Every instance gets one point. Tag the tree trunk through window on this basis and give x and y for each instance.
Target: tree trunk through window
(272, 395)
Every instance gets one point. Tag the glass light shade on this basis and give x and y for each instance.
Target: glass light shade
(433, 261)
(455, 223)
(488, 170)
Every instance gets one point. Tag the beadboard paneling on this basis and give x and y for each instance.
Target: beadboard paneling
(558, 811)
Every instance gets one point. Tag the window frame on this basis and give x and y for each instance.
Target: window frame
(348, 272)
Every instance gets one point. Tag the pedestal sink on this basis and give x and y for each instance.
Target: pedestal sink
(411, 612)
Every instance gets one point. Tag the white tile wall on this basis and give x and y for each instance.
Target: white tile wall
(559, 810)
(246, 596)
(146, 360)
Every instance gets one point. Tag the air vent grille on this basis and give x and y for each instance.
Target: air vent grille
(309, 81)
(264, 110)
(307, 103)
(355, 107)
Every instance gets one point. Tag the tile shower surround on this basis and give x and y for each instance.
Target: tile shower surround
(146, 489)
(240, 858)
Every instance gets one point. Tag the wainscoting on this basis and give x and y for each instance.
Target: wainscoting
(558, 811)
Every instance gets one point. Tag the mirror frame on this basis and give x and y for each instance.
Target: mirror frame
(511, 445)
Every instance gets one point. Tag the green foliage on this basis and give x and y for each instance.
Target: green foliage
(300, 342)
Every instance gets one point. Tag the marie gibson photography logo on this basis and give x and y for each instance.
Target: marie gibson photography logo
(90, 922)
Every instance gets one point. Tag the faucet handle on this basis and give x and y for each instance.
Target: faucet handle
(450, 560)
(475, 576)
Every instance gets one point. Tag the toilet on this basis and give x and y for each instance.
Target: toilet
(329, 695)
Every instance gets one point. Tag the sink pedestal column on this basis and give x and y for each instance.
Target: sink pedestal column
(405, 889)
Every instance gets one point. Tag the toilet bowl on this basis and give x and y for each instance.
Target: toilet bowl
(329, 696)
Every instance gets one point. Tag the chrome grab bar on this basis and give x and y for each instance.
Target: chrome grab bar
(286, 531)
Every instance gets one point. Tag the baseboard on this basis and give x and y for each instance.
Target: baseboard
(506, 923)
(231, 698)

########################################

Brief:
Repeat every entry above word for word, line by line, without changing anything.

Solution to this task:
Every instance gets one point. Tag the tree trunk through window on this basis and give x and y for each instance.
Target: tree trunk through window
(272, 395)
Every instance gets one point. Tag the glass light shade on this basis and give x and y for each instance.
Target: glass light shade
(433, 261)
(455, 223)
(488, 170)
Every instance gets one point. Tag the beadboard paneling on this basis and give x and y for each instance.
Target: beadboard paneling
(558, 811)
Every instance gets one point. Tag the window frame on this basis and give x and y for each instance.
Target: window frame
(348, 272)
Every instance gets one point. Tag the pedestal sink on this basis and give x and y for each instance.
Target: pedestal sink
(411, 612)
Every instance gets one point. Tag the white tile wall on this basis and give x and y for each instance.
Target: white tile wall
(559, 810)
(246, 596)
(146, 360)
Every instance gets one point. Tag the air vent grille on this basis and give x and y for each instance.
Target: air vent grille
(309, 81)
(264, 110)
(307, 103)
(355, 107)
Every instance gets one point. Tag the tile shower surround on this basis and give x and y for each instance.
Target: tile shower surround
(146, 489)
(240, 858)
Every instance gets one point. Tag the wainscoting on this basis and give x and y for each instance.
Target: wainscoting
(558, 811)
Every instance gets one point. Tag the mirror frame on this basis and give x and y for each instance.
Target: mirror frame
(511, 445)
Every instance gets one point. Tag the green foliage on this basis and give x and y for each instance.
Target: green foliage
(300, 342)
Every instance gets one point. Tag the marie gibson photography logo on this basis and give x and y for each instance.
Target: marie gibson photography logo
(90, 922)
Every instance gets one point. Tag the faucet handle on this basis and give x and y for each instance.
Target: faucet handle
(450, 560)
(475, 576)
Every instance gets one point. Tag the toilet on this basis and give x and y for each instance.
Target: toilet
(329, 695)
Every instance gets one point. Tag the sink pedestal column on this basis and give x and y for each instance.
Target: sink pedestal column
(405, 889)
Every instance gets one point. Tag the toilet bowl on this basis and give x and y for each instance.
Target: toilet bowl
(329, 696)
Every instance gets one point. Tag the chrome grab bar on this basis and give x and y for each instance.
Target: chrome grab bar
(286, 531)
Every instance gets one point. Tag the baseboard on this basis and give x and y for each instance.
Target: baseboard
(506, 923)
(231, 698)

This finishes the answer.